# Start of STORED DATA

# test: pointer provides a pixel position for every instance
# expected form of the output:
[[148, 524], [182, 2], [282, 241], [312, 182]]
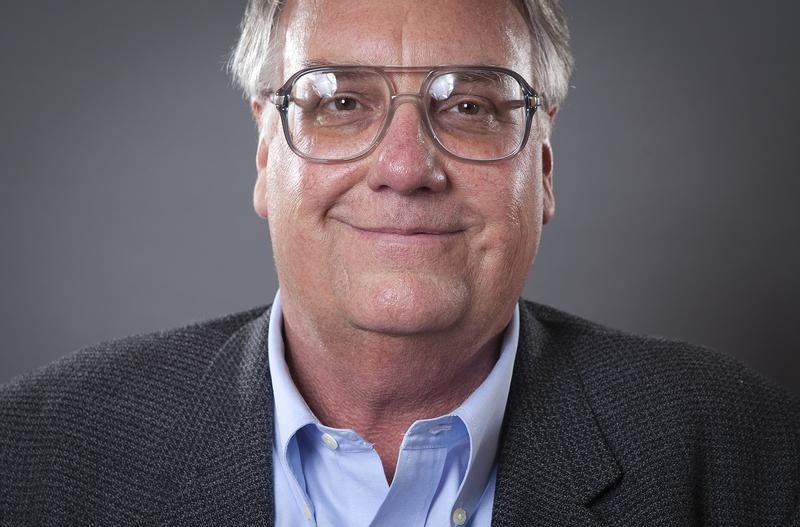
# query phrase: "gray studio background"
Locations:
[[127, 162]]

# End of STORED DATA

• AIM: Copy out the listing above line for line, leaving out the picture.

• SOLUTION:
# test: pointer provides a pixel position for every instance
# expected form of the output:
[[148, 524], [182, 2], [282, 241], [312, 182]]
# query phrase: "gray studio background"
Locations:
[[127, 162]]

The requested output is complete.